• [Data entries]:

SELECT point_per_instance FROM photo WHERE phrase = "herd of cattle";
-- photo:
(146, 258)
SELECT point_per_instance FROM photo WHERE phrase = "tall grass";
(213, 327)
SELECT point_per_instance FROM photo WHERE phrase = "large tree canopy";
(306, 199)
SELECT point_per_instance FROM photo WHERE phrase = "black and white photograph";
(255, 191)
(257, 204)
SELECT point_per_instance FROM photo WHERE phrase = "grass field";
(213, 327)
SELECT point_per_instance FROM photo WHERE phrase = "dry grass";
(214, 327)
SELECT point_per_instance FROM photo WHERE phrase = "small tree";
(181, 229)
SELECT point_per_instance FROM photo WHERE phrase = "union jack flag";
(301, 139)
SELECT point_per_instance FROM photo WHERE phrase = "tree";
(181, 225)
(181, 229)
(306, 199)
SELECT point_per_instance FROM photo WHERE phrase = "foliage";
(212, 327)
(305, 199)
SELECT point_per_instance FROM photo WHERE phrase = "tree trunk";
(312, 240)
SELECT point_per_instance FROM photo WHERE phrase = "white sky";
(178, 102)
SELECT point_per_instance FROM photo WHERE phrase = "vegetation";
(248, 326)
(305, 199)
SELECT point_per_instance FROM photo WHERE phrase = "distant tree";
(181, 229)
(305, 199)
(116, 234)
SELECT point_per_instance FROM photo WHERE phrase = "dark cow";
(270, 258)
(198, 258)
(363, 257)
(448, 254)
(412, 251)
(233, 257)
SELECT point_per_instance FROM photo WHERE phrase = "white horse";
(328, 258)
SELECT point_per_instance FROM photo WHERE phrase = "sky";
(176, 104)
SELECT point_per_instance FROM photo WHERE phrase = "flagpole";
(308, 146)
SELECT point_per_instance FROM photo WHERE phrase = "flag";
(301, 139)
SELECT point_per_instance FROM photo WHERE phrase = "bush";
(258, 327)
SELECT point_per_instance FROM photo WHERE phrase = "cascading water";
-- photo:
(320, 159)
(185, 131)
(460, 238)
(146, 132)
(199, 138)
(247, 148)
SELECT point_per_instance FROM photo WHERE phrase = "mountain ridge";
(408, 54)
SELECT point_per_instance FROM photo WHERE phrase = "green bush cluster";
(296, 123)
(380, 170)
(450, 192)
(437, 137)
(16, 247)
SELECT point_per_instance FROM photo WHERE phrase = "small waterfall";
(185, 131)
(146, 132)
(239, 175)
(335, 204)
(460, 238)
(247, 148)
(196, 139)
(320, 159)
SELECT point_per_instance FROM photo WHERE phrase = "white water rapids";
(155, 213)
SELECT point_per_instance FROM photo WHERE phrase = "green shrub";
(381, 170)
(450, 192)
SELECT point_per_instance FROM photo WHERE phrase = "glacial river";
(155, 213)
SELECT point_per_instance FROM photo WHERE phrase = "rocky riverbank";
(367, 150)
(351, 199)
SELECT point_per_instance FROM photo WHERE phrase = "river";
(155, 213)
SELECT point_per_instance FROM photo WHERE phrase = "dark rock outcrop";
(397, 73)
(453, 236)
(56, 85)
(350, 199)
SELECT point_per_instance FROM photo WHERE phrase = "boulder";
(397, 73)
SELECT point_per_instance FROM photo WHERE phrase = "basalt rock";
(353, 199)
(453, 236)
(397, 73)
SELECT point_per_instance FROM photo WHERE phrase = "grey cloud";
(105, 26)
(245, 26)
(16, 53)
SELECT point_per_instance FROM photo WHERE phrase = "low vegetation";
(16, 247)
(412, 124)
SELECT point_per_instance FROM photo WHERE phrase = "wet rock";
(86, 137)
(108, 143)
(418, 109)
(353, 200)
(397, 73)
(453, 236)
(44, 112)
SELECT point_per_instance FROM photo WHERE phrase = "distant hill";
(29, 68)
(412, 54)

• [Given exercise]:
Retype every record above exactly as written.

• [Exercise solution]:
SELECT point_per_instance FROM photo WHERE phrase = "herd of cattle";
-- photo:
(146, 258)
SELECT point_per_instance FROM photo WHERE phrase = "tall grass";
(213, 327)
SELECT point_per_instance FROM photo WHERE phrase = "large tree canopy";
(306, 199)
SELECT point_per_instance FROM photo WHERE phrase = "black and white photograph";
(255, 191)
(257, 204)
SELECT point_per_instance FROM photo WHERE phrase = "grass field";
(213, 327)
SELECT point_per_instance FROM photo WHERE phrase = "dry grass";
(214, 327)
SELECT point_per_instance FROM photo WHERE phrase = "small tree";
(181, 229)
SELECT point_per_instance FROM photo WHERE phrase = "union jack flag";
(301, 139)
SELECT point_per_instance FROM photo WHERE phrase = "tree";
(181, 225)
(181, 229)
(306, 199)
SELECT point_per_instance FROM photo WHERE phrase = "foliage";
(212, 327)
(305, 199)
SELECT point_per_instance FROM photo WHERE phrase = "tree trunk";
(312, 240)
SELECT point_per_instance FROM photo WHERE phrase = "white sky";
(178, 102)
SELECT point_per_instance FROM photo WHERE phrase = "vegetation";
(248, 326)
(305, 199)
SELECT point_per_instance FROM photo WHERE phrase = "distant tree";
(181, 229)
(305, 199)
(116, 234)
SELECT point_per_instance FROM photo WHERE phrase = "dark cow";
(270, 258)
(198, 258)
(363, 257)
(448, 254)
(412, 251)
(233, 257)
SELECT point_per_instance FROM photo WHERE phrase = "white horse";
(328, 258)
SELECT point_per_instance FROM photo WHERE phrase = "sky";
(176, 104)
SELECT point_per_instance FROM photo WHERE phrase = "flagpole";
(308, 146)
SELECT point_per_instance FROM photo WHERE phrase = "flag";
(301, 139)
SELECT point_per_instance FROM photo WHERE phrase = "bush";
(258, 327)
SELECT point_per_instance FROM photo WHERE phrase = "cascading water";
-- photo:
(320, 159)
(185, 131)
(460, 238)
(146, 132)
(199, 138)
(247, 148)
SELECT point_per_instance FROM photo WHERE phrase = "mountain ridge";
(408, 54)
SELECT point_per_instance FROM photo WHERE phrase = "green bush cluster";
(296, 123)
(380, 170)
(450, 192)
(437, 137)
(16, 247)
SELECT point_per_instance FROM photo WHERE phrase = "small waterfall";
(185, 131)
(146, 132)
(239, 175)
(335, 204)
(460, 238)
(247, 148)
(196, 139)
(320, 159)
SELECT point_per_instance FROM photo WHERE phrase = "white water rapids";
(155, 213)
SELECT point_per_instance FROM photo WHERE phrase = "green shrub";
(381, 170)
(450, 192)
SELECT point_per_instance FROM photo WHERE phrase = "glacial river";
(155, 213)
SELECT point_per_instance FROM photo WHERE phrase = "rocky riverbank";
(367, 150)
(351, 199)
SELECT point_per_instance FROM photo WHERE phrase = "river";
(155, 213)
SELECT point_per_instance FROM photo WHERE phrase = "dark rock outcrop";
(397, 73)
(453, 236)
(56, 85)
(350, 199)
SELECT point_per_instance FROM photo WHERE phrase = "boulder";
(397, 73)
SELECT point_per_instance FROM photo WHERE phrase = "basalt rock";
(353, 199)
(453, 236)
(397, 73)
SELECT point_per_instance FROM photo WHERE phrase = "grey cloud";
(105, 26)
(245, 26)
(16, 53)
SELECT point_per_instance FROM photo WHERE phrase = "low vegetation";
(16, 247)
(412, 124)
SELECT point_per_instance FROM photo WHERE phrase = "wet rock";
(86, 137)
(108, 143)
(418, 109)
(353, 200)
(397, 73)
(453, 236)
(44, 112)
SELECT point_per_instance FROM photo WHERE phrase = "distant hill";
(29, 68)
(412, 54)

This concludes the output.